>> start SOURCE RECORDS

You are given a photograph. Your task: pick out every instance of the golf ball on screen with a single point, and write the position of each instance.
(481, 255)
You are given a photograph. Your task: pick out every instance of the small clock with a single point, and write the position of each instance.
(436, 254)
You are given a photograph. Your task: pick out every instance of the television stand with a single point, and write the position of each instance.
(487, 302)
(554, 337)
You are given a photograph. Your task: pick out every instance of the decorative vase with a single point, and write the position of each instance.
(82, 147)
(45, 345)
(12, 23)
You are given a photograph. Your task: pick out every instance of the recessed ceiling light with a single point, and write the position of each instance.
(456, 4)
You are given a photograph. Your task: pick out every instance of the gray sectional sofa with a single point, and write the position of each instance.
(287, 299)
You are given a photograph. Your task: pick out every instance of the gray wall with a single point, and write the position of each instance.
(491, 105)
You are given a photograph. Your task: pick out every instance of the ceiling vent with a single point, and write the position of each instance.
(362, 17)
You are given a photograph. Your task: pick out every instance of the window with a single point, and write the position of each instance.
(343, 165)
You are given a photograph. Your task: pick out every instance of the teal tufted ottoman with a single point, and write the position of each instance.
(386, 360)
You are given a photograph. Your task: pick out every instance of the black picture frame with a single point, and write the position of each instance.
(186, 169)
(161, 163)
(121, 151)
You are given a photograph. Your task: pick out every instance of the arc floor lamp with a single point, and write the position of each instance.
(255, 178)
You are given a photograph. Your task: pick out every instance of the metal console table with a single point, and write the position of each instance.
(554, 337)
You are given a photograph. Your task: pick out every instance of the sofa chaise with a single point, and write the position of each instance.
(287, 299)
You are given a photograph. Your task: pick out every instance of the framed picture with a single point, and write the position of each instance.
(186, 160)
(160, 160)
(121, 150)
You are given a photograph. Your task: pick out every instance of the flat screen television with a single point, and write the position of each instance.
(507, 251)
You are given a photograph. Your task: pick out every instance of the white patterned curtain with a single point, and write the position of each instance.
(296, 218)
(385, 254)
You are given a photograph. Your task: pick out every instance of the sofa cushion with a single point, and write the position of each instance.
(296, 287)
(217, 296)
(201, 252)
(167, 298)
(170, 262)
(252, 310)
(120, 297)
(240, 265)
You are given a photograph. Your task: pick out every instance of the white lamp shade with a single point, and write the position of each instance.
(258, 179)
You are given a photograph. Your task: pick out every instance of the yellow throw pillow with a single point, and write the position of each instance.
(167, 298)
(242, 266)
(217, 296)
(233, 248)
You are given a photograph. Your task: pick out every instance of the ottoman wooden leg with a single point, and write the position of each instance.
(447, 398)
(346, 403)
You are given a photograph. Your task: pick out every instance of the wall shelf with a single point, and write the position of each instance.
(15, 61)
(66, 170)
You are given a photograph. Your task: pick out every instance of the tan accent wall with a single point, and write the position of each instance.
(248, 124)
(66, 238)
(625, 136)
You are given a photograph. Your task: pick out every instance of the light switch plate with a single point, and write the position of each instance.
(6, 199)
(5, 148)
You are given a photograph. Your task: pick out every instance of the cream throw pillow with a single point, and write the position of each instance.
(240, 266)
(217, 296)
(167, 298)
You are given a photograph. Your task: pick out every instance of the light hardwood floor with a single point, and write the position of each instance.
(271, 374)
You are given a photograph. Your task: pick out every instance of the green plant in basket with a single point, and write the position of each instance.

>> end SOURCE RECORDS

Set down each entry again, unchanged.

You are given a photograph. Your task: pick out every instance of the golf ball on screen with a single point, and write the position of each instance.
(481, 255)
You are given a photograph. Your task: pick out every instance of the small clock with a single point, and write the position of each instance.
(436, 254)
You are given a photograph. Your task: pick out every instance of the television stand with a single point, and write the position of each instance.
(487, 302)
(554, 337)
You are given a photograph. Your task: pick out every instance of the decorative vase with a single point, and write the position of each instance.
(82, 147)
(45, 345)
(12, 23)
You are given a photograph. Your task: pick out every instance of the recessed ceiling light with a single point, and write the position of each instance.
(456, 4)
You are given a photograph. Your task: pick out every instance of the gray sectional sofa with a single point, and write the position of each instance.
(287, 299)
You are given a photograph. Your task: pick out every instance of the gray wall with a single point, and write the position of each instance.
(491, 105)
You are given a photograph. Your task: pick out every instance of the ceiling vent with a single point, and write the position of each instance.
(362, 17)
You are given a photograph. Your task: pick out every instance of the window with a single point, and write the position of each instance.
(343, 165)
You are given a photograph. Your task: pick out every instance of the teal tufted ottoman with a single point, and write the position of each instance.
(386, 360)
You are given a photograph. Your task: pick out every instance of the black picture frame with a single point, and write the position of each instance.
(186, 169)
(161, 163)
(121, 151)
You are given a photograph. Your task: pick out every instance of the arc floor lamp with a single point, and write the position of each instance.
(255, 178)
You are given a photograph. Your task: pick out every instance of the metal console table with a single point, and write the position of each instance.
(554, 337)
You are given a photograph. Your task: pick out every instance of the sofa chaise with a single point, and write the position of each instance.
(287, 299)
You are given a photograph. Your task: pick out every instance of the framed picture with a single point, and write the position of each instance.
(186, 160)
(160, 160)
(121, 150)
You are given a photograph. Your task: pick out every instance of the flat screen television with a single point, and write the position of each instance.
(507, 251)
You are given a photograph. Your task: pick out every instance of the white patterned curtain with a single point, and write the position of each instance.
(296, 218)
(385, 254)
You are given a photograph. Your task: pick out every instance of the sofa cushion with a single point, and write the position of each instance.
(296, 287)
(217, 296)
(201, 252)
(167, 298)
(170, 262)
(252, 310)
(120, 297)
(240, 265)
You are given a photograph. Your task: pick out every instance of the white lamp shade with a single point, and write the position of each instance.
(258, 179)
You are given a photograph. Your task: pick out every instance of the yellow throw pillow with a single point, and write the position of each instance.
(167, 298)
(242, 266)
(217, 296)
(233, 248)
You are given a photograph. Your task: pick out every instance of the ottoman wooden leg with a single point, and write the position of each instance.
(447, 398)
(346, 403)
You are given a photograph. Your task: pick out every instance of the wall shelf with a single point, and write the position of each instance.
(15, 61)
(66, 170)
You are given a photograph. Your task: pick out every instance of the tan accent wall with a single point, and write the position of each instance.
(248, 124)
(66, 238)
(625, 136)
You are given a photograph. Your task: pick out every instance of the light switch plate with a single point, and write the position of each instance.
(6, 199)
(5, 148)
You are given a photograph. Your task: pick out every instance of the cream throw pillow with a single point, and write the position of each instance.
(240, 266)
(217, 296)
(167, 298)
You are given a photograph. Your task: pick out every instance of the light hardwood floor with a single point, and write the position of each instance.
(271, 374)
You are given a photograph. Your task: pick out every instance of the green plant in basket with a single point, and write the position of each instance.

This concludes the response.